§ **Aim**:
Return every line of the items below that contains the string "black".

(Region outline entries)
■ ■ ■ ■ ■
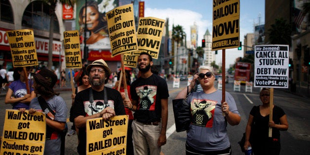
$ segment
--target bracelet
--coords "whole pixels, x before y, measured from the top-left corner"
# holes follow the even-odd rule
[[[133,109],[132,109],[132,108],[133,107],[133,105],[132,103],[131,104],[131,107],[128,108],[128,109],[130,110],[133,110]]]

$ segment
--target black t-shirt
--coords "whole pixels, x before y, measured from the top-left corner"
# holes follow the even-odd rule
[[[143,122],[160,120],[160,100],[169,97],[167,82],[163,78],[154,74],[147,78],[140,77],[130,84],[130,94],[132,100],[138,102],[135,119]]]
[[[263,116],[260,113],[260,106],[254,106],[250,114],[254,116],[252,131],[255,142],[266,143],[268,139],[269,132],[269,115]],[[280,118],[285,115],[283,110],[280,107],[274,106],[272,109],[272,120],[275,124],[280,123]],[[280,132],[278,129],[272,128],[272,138],[280,139]]]
[[[93,90],[94,102],[89,102],[89,90],[91,87],[80,91],[76,96],[72,106],[72,113],[70,117],[74,119],[79,116],[87,116],[100,113],[108,107],[114,108],[116,116],[126,115],[120,93],[116,90],[105,87],[107,89],[108,104],[104,101],[104,91]],[[78,152],[80,155],[86,154],[86,128],[80,128],[78,131],[80,142],[78,146]]]

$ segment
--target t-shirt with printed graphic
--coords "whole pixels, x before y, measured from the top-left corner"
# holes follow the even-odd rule
[[[225,95],[230,111],[240,115],[232,96],[227,92]],[[219,90],[210,94],[200,91],[189,95],[187,101],[191,103],[192,120],[187,143],[191,147],[200,151],[222,150],[230,147],[221,100],[222,90]]]
[[[72,113],[70,119],[74,119],[79,116],[87,116],[101,112],[105,108],[110,107],[115,111],[116,116],[126,115],[120,93],[116,90],[105,87],[108,97],[108,104],[105,104],[104,90],[97,91],[92,90],[94,101],[89,102],[89,90],[91,87],[79,92],[74,100],[72,106]],[[78,152],[80,155],[86,154],[86,127],[80,128],[78,130],[79,143],[78,146]]]
[[[67,121],[68,108],[66,102],[61,97],[55,95],[46,101],[46,103],[55,113],[54,120],[64,122]],[[38,97],[31,100],[30,108],[36,109],[37,112],[42,112]],[[54,131],[52,133],[50,139],[45,141],[44,155],[60,155],[61,145],[59,132]]]
[[[34,88],[31,86],[33,82],[32,80],[29,79],[28,83],[29,85],[29,90],[30,94],[34,91]],[[8,88],[13,91],[13,95],[15,98],[23,97],[27,94],[27,90],[26,88],[26,83],[22,82],[20,79],[13,81]],[[15,102],[13,104],[13,109],[18,109],[19,108],[26,108],[29,109],[29,104],[25,103]]]
[[[167,82],[163,78],[154,74],[146,78],[140,77],[131,84],[130,94],[132,100],[138,101],[135,119],[144,122],[160,120],[160,100],[169,97]]]

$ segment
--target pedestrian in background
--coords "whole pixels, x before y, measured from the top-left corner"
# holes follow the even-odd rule
[[[74,99],[76,97],[76,95],[79,92],[84,90],[88,88],[89,88],[91,86],[90,83],[89,83],[89,78],[88,77],[88,75],[87,74],[87,73],[85,71],[82,72],[79,76],[79,78],[78,79],[78,83],[80,84],[80,85],[79,85],[78,87],[76,87],[76,91],[74,94],[72,94],[71,95],[71,98],[72,99],[72,106],[74,104]],[[70,115],[72,114],[72,106],[70,109]],[[71,130],[68,132],[68,136],[71,136],[75,134],[76,132],[77,134],[78,135],[78,129],[75,124],[74,119],[70,119],[70,121],[73,122],[73,124],[71,127]]]
[[[61,86],[66,87],[66,71],[65,70],[61,71]]]
[[[30,69],[30,67],[28,67],[26,70],[29,71]],[[8,86],[4,101],[5,104],[12,104],[13,109],[17,110],[20,108],[29,109],[30,102],[37,95],[32,86],[33,82],[31,79],[28,79],[30,92],[29,94],[27,92],[26,80],[30,72],[28,71],[27,75],[25,75],[24,68],[22,67],[16,68],[14,71],[14,81]]]
[[[7,73],[6,65],[3,64],[3,65],[2,66],[2,69],[0,70],[0,76],[1,76],[1,78],[2,78],[2,89],[3,90],[5,90],[5,86],[6,86],[6,84],[7,84],[7,79],[8,79]]]
[[[121,94],[121,97],[123,100],[125,99],[126,96],[125,95],[125,89],[124,88],[124,80],[123,78],[119,79],[120,77],[120,74],[121,70],[118,72],[117,74],[117,81],[116,81],[114,89],[117,90],[118,88],[118,85],[120,84],[119,87],[119,92]],[[126,83],[127,83],[127,91],[128,93],[128,96],[129,100],[131,100],[131,95],[130,95],[130,74],[129,71],[125,70],[125,76],[126,77]],[[121,82],[119,84],[119,81]],[[128,124],[128,128],[127,130],[127,145],[126,149],[127,155],[133,155],[134,154],[134,148],[133,144],[132,143],[132,128],[131,128],[131,124],[133,121],[133,115],[132,115],[132,112],[130,109],[128,108],[125,109],[125,112],[126,115],[129,116],[129,121]]]
[[[141,76],[130,86],[132,102],[124,100],[126,108],[135,112],[131,125],[137,155],[159,155],[166,144],[169,93],[166,81],[151,72],[153,58],[141,52],[138,59]]]
[[[280,131],[288,128],[286,115],[280,107],[270,107],[270,89],[264,88],[260,93],[262,104],[254,106],[249,115],[245,128],[244,150],[251,147],[254,155],[279,155],[281,150]],[[270,108],[272,120],[269,121]],[[272,137],[269,137],[269,127],[272,128]],[[250,135],[251,142],[250,143]]]
[[[186,99],[188,88],[189,91],[194,89],[197,79],[203,90],[190,94],[187,99],[191,105],[192,123],[187,132],[186,155],[231,155],[227,122],[238,125],[241,118],[229,93],[225,92],[225,101],[222,102],[222,90],[214,87],[212,68],[200,66],[190,85],[175,99]]]

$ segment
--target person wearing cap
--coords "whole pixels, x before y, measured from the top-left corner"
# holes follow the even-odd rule
[[[196,79],[202,91],[186,96],[195,87]],[[225,92],[214,87],[215,77],[213,68],[201,66],[193,79],[177,95],[175,99],[186,99],[191,105],[192,122],[187,132],[186,155],[231,155],[231,144],[227,134],[227,123],[239,124],[241,117],[234,99]]]
[[[61,136],[65,128],[68,108],[65,100],[58,96],[59,93],[55,92],[53,89],[57,81],[57,77],[53,72],[46,69],[41,70],[37,74],[32,73],[31,74],[34,79],[32,86],[35,93],[40,96],[31,100],[29,114],[33,114],[36,112],[47,113],[46,114],[46,137],[43,154],[61,155]],[[45,102],[40,100],[42,98]],[[39,101],[41,101],[40,103]],[[53,116],[51,113],[47,112],[49,111],[48,108],[42,108],[40,104],[47,104],[55,115]],[[22,112],[25,110],[20,109]],[[64,150],[62,151],[64,152]]]
[[[103,59],[97,60],[86,68],[91,87],[78,93],[76,95],[70,119],[73,119],[78,128],[78,152],[86,154],[86,122],[87,119],[102,117],[108,120],[116,115],[125,115],[125,109],[120,93],[116,90],[105,86],[111,71]],[[105,96],[107,100],[105,101]],[[96,106],[97,103],[104,103]]]
[[[135,111],[131,125],[134,147],[137,155],[148,155],[148,149],[151,155],[159,155],[167,141],[168,86],[152,72],[153,62],[149,53],[140,53],[138,65],[141,75],[131,84],[132,103],[124,100],[125,107]]]

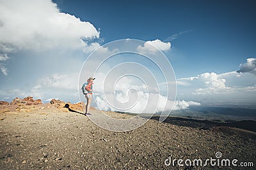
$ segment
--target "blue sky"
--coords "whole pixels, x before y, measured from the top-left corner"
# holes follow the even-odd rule
[[[255,55],[255,1],[56,1],[63,12],[90,17],[104,42],[168,41],[184,32],[171,41],[177,78],[235,71]]]
[[[79,73],[89,54],[100,45],[129,38],[151,43],[166,56],[181,108],[205,101],[253,103],[255,4],[1,0],[0,100],[31,95],[45,103],[51,98],[77,102]]]

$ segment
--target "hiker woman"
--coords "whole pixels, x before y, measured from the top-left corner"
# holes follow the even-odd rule
[[[85,111],[85,115],[89,113],[90,106],[91,105],[91,102],[92,99],[92,85],[93,84],[93,80],[95,78],[90,77],[87,80],[87,82],[86,83],[87,85],[85,87],[85,89],[87,91],[87,94],[85,94],[85,97],[87,99],[87,103]]]

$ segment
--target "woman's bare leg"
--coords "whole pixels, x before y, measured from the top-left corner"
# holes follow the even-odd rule
[[[86,103],[85,113],[88,113],[90,111],[90,106],[91,106],[92,98],[86,97],[86,99],[87,99],[87,103]]]

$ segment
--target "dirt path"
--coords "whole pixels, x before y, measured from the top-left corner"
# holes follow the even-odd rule
[[[153,120],[134,131],[115,132],[79,112],[8,112],[0,118],[0,169],[207,169],[177,162],[166,166],[164,161],[169,156],[215,159],[217,152],[238,162],[256,160],[252,139]]]

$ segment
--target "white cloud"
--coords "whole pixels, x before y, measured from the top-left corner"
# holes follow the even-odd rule
[[[8,57],[7,54],[4,53],[4,54],[1,54],[0,53],[0,61],[6,61],[9,59],[9,57]],[[7,68],[4,66],[4,64],[0,62],[0,69],[1,71],[2,71],[3,74],[4,76],[8,75],[8,71]]]
[[[2,62],[10,57],[19,56],[15,54],[20,51],[26,52],[28,55],[44,52],[45,57],[71,52],[89,53],[100,46],[95,41],[97,41],[99,34],[91,23],[60,12],[56,4],[50,0],[0,1],[0,61]],[[8,67],[1,66],[5,75]]]
[[[182,110],[187,109],[189,107],[189,106],[200,106],[200,103],[194,101],[175,101],[175,103],[173,106],[173,110]]]
[[[238,73],[236,71],[218,74],[215,73],[205,73],[196,77],[177,80],[179,92],[193,95],[218,94],[223,97],[240,94],[241,92],[255,92],[256,76],[250,73]],[[227,95],[228,94],[228,95]],[[246,97],[244,94],[243,97]],[[242,97],[242,96],[241,96]]]
[[[20,3],[10,0],[1,3],[1,47],[36,50],[60,46],[76,48],[84,45],[80,39],[99,36],[92,24],[60,12],[51,1],[24,0]]]
[[[256,59],[247,59],[246,62],[241,64],[239,67],[240,69],[237,73],[250,73],[256,74]]]
[[[159,39],[148,41],[144,43],[144,46],[139,45],[138,51],[141,53],[156,53],[158,50],[168,51],[171,49],[171,43],[164,43]]]
[[[108,83],[109,81],[113,81],[111,80],[108,80],[108,81],[104,83],[104,76],[103,73],[99,74],[94,86],[97,89],[97,92],[94,93],[95,101],[99,108],[102,110],[152,113],[170,111],[173,106],[173,110],[180,110],[188,108],[191,105],[200,104],[185,101],[177,101],[174,103],[173,101],[159,94],[158,90],[154,88],[149,87],[148,85],[146,86],[141,82],[136,82],[136,80],[129,76],[122,77],[115,83]],[[105,87],[105,89],[103,89],[104,83],[111,87]],[[115,94],[113,97],[109,97],[109,96],[112,96],[111,93],[113,94],[111,92],[113,85],[115,85]],[[108,99],[106,97],[108,97]],[[129,104],[131,101],[133,105]],[[118,110],[116,108],[121,108],[121,107],[118,106],[124,106],[124,107]]]
[[[3,63],[0,63],[0,69],[1,69],[1,71],[2,71],[3,74],[4,76],[8,75],[7,68],[4,66],[4,64]]]
[[[8,57],[7,54],[4,53],[4,54],[0,54],[0,61],[5,61],[9,59],[9,57]]]

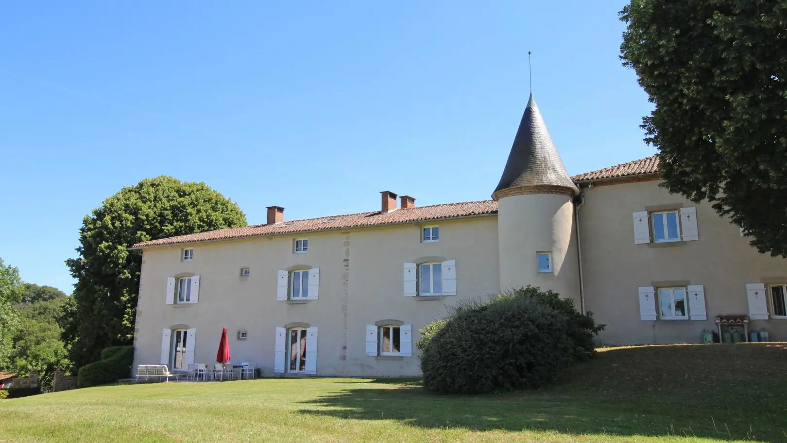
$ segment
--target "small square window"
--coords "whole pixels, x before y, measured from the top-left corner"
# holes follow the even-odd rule
[[[653,221],[653,241],[655,243],[680,241],[679,218],[677,210],[651,214],[651,219]]]
[[[440,240],[440,228],[438,226],[428,226],[421,230],[421,241],[423,243],[432,243]]]
[[[659,310],[662,320],[688,320],[685,288],[659,288]]]
[[[536,252],[538,259],[538,273],[552,274],[552,252]]]

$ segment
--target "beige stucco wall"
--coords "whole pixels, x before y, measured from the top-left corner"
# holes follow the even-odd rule
[[[567,195],[513,195],[498,202],[501,289],[532,285],[575,300],[579,277],[574,203]],[[537,252],[551,251],[552,273],[538,272]]]
[[[586,188],[585,198],[579,229],[586,305],[607,324],[600,336],[604,344],[698,342],[703,329],[715,330],[715,316],[748,315],[747,283],[787,281],[787,261],[758,253],[709,204],[671,195],[655,181]],[[658,205],[696,207],[700,240],[635,244],[632,214]],[[640,319],[637,288],[671,281],[704,285],[707,321]],[[787,339],[787,320],[751,326],[765,327],[772,340]]]
[[[442,318],[456,300],[494,292],[500,286],[496,217],[434,224],[440,226],[436,243],[421,243],[419,225],[408,224],[196,244],[191,262],[180,260],[180,246],[147,249],[135,364],[158,363],[161,329],[176,326],[196,328],[194,361],[212,363],[226,327],[231,359],[256,363],[272,375],[275,327],[300,322],[318,327],[318,375],[416,375],[419,329]],[[295,238],[309,239],[309,252],[293,253]],[[456,296],[404,296],[405,262],[446,259],[456,260]],[[242,267],[250,268],[249,277],[240,277]],[[277,301],[277,270],[301,267],[320,269],[319,300]],[[165,304],[167,277],[186,274],[200,275],[199,302]],[[384,319],[412,325],[412,357],[366,356],[366,325]],[[247,340],[236,338],[241,329],[248,332]]]

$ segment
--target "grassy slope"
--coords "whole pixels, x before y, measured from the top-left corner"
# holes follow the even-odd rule
[[[0,441],[787,441],[784,344],[612,348],[575,372],[464,397],[338,378],[77,389],[0,401]]]

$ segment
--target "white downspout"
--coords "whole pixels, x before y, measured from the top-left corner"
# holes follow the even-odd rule
[[[593,186],[593,184],[590,184]],[[579,188],[579,204],[574,207],[574,221],[577,224],[577,261],[579,264],[579,307],[585,315],[585,278],[582,276],[582,241],[579,235],[579,208],[585,204],[585,191]]]

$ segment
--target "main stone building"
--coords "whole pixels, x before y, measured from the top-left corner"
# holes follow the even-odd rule
[[[710,205],[659,186],[648,158],[570,177],[532,95],[493,200],[155,240],[142,251],[135,364],[233,360],[264,374],[419,374],[419,330],[456,300],[533,285],[607,325],[605,344],[697,342],[717,315],[787,337],[787,262]]]

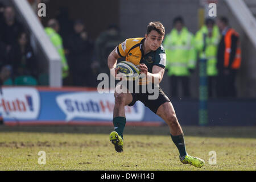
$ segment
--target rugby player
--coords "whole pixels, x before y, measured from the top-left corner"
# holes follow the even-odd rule
[[[144,38],[127,39],[110,53],[108,59],[108,65],[110,72],[114,72],[114,69],[116,77],[119,69],[115,69],[117,59],[125,57],[126,61],[139,67],[141,73],[145,74],[148,80],[154,82],[154,80],[158,80],[160,83],[163,78],[166,66],[166,56],[162,45],[164,34],[164,27],[160,22],[150,22],[147,26]],[[179,158],[181,163],[201,167],[205,164],[203,160],[187,153],[183,132],[172,104],[160,86],[158,86],[159,96],[156,100],[149,100],[148,96],[150,94],[147,92],[118,93],[119,92],[115,92],[113,120],[115,131],[110,135],[110,142],[114,144],[117,152],[123,151],[123,131],[126,122],[125,106],[133,106],[139,100],[167,123],[171,139],[179,152]],[[115,89],[117,90],[117,88]]]

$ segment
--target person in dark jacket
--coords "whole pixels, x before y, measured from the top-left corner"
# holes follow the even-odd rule
[[[69,37],[67,49],[74,86],[92,86],[91,67],[93,42],[85,30],[84,23],[77,20],[74,34]]]
[[[15,19],[15,13],[13,7],[7,6],[4,11],[4,21],[0,24],[0,40],[7,47],[9,52],[16,43],[18,37],[23,31],[23,28]]]
[[[237,96],[236,77],[241,61],[239,34],[229,26],[225,17],[219,18],[217,24],[221,33],[217,52],[217,96],[234,97]]]
[[[26,33],[19,34],[18,43],[10,51],[9,59],[14,77],[31,76],[36,78],[38,77],[37,62]]]

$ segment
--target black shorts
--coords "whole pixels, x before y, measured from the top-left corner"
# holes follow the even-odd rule
[[[144,104],[145,106],[148,107],[152,111],[156,114],[156,111],[161,105],[165,102],[171,102],[168,97],[166,96],[163,91],[162,90],[160,86],[156,88],[156,89],[157,89],[158,90],[159,94],[158,97],[155,100],[148,99],[148,96],[154,95],[154,93],[148,93],[147,89],[146,90],[146,93],[142,93],[141,92],[141,86],[140,86],[139,88],[139,93],[135,93],[134,89],[133,89],[133,92],[131,93],[133,101],[129,105],[128,105],[129,106],[133,106],[137,101],[140,101]]]

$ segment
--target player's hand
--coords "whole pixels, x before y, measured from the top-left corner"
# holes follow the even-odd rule
[[[146,64],[141,64],[139,65],[139,69],[141,70],[141,73],[144,73],[144,74],[145,74],[146,76],[147,76],[148,69],[147,69],[147,67],[146,65]]]
[[[110,69],[110,74],[111,74],[111,75],[112,75],[112,76],[113,76],[115,78],[115,78],[117,78],[117,74],[118,74],[118,71],[119,70],[120,70],[120,68]],[[119,78],[119,77],[118,77],[118,78]],[[120,78],[121,78],[120,80],[122,80],[122,77],[121,77]]]

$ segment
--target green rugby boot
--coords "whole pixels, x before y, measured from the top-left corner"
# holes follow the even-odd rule
[[[190,164],[196,167],[201,167],[205,163],[204,160],[190,156],[188,154],[185,156],[183,159],[181,159],[180,156],[180,160],[183,164]]]
[[[115,150],[117,152],[122,152],[123,151],[123,139],[118,135],[116,131],[112,131],[110,133],[109,139],[115,146]]]

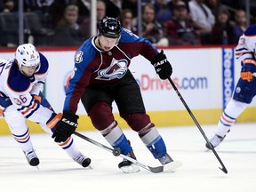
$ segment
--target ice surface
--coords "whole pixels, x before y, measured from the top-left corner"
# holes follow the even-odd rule
[[[202,126],[210,139],[215,125]],[[39,170],[28,165],[11,135],[0,137],[0,190],[21,192],[253,192],[256,190],[256,124],[236,124],[216,151],[228,169],[210,150],[195,126],[158,128],[174,160],[183,166],[175,172],[152,173],[140,169],[124,174],[117,164],[122,159],[73,136],[79,149],[92,158],[92,169],[83,168],[56,145],[47,133],[31,134],[40,158]],[[124,130],[137,159],[150,166],[160,165],[136,132]],[[81,132],[109,147],[99,132]]]

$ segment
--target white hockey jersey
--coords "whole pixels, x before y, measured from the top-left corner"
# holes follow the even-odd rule
[[[45,124],[52,111],[40,105],[40,98],[36,96],[43,89],[49,64],[46,58],[39,54],[41,64],[30,77],[20,71],[14,59],[0,62],[0,96],[8,97],[24,117]]]
[[[236,48],[236,57],[238,63],[245,59],[256,58],[256,24],[250,26],[240,36]],[[242,64],[242,63],[241,63]]]

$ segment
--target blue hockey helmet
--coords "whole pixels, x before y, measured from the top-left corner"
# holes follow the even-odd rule
[[[104,17],[100,22],[99,35],[108,38],[119,38],[121,24],[117,19]]]

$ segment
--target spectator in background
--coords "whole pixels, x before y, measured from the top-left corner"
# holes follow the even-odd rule
[[[216,20],[212,30],[212,44],[233,44],[233,25],[229,20],[228,10],[220,9]]]
[[[132,11],[132,15],[134,18],[137,17],[138,9],[137,9],[137,0],[125,0],[122,1],[122,9],[130,9]]]
[[[154,45],[168,46],[168,39],[164,37],[163,27],[156,20],[156,12],[151,4],[147,4],[142,11],[141,36],[147,38]]]
[[[136,32],[136,28],[132,25],[132,11],[130,9],[124,9],[119,15],[119,20],[122,27],[131,30],[132,33]]]
[[[179,1],[173,8],[173,17],[164,24],[169,44],[199,44],[199,36],[196,35],[194,22],[190,20],[186,4]]]
[[[167,6],[170,8],[172,13],[173,13],[173,10],[174,10],[175,6],[177,5],[177,4],[178,4],[180,1],[180,0],[172,0],[172,1],[169,1],[169,2],[167,3]],[[183,0],[182,2],[185,3],[186,7],[187,7],[187,11],[188,11],[188,15],[189,15],[189,7],[188,7],[188,2],[189,2],[189,0]],[[172,14],[172,15],[173,15],[173,14]],[[190,15],[189,15],[189,17],[190,17]],[[171,18],[170,18],[170,19],[171,19]]]
[[[215,23],[215,17],[211,10],[204,4],[204,0],[191,0],[188,2],[190,15],[195,22],[195,28],[200,34],[202,44],[211,44],[211,33]]]
[[[247,28],[246,15],[244,10],[237,10],[235,15],[235,25],[233,27],[235,44],[238,43],[239,37],[244,34]]]
[[[96,4],[96,19],[97,19],[97,29],[99,28],[100,21],[106,16],[107,6],[104,1],[97,0]],[[82,23],[83,33],[84,39],[87,39],[96,34],[91,36],[91,17],[84,20]]]
[[[156,0],[154,7],[156,20],[161,24],[166,22],[172,17],[172,7],[167,4],[165,0]]]
[[[78,12],[78,7],[75,4],[66,7],[63,18],[55,28],[55,45],[78,46],[83,44],[84,37],[77,24]]]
■ ■ ■ ■ ■
§ **Complete response**:
--target black t-shirt
--target black shorts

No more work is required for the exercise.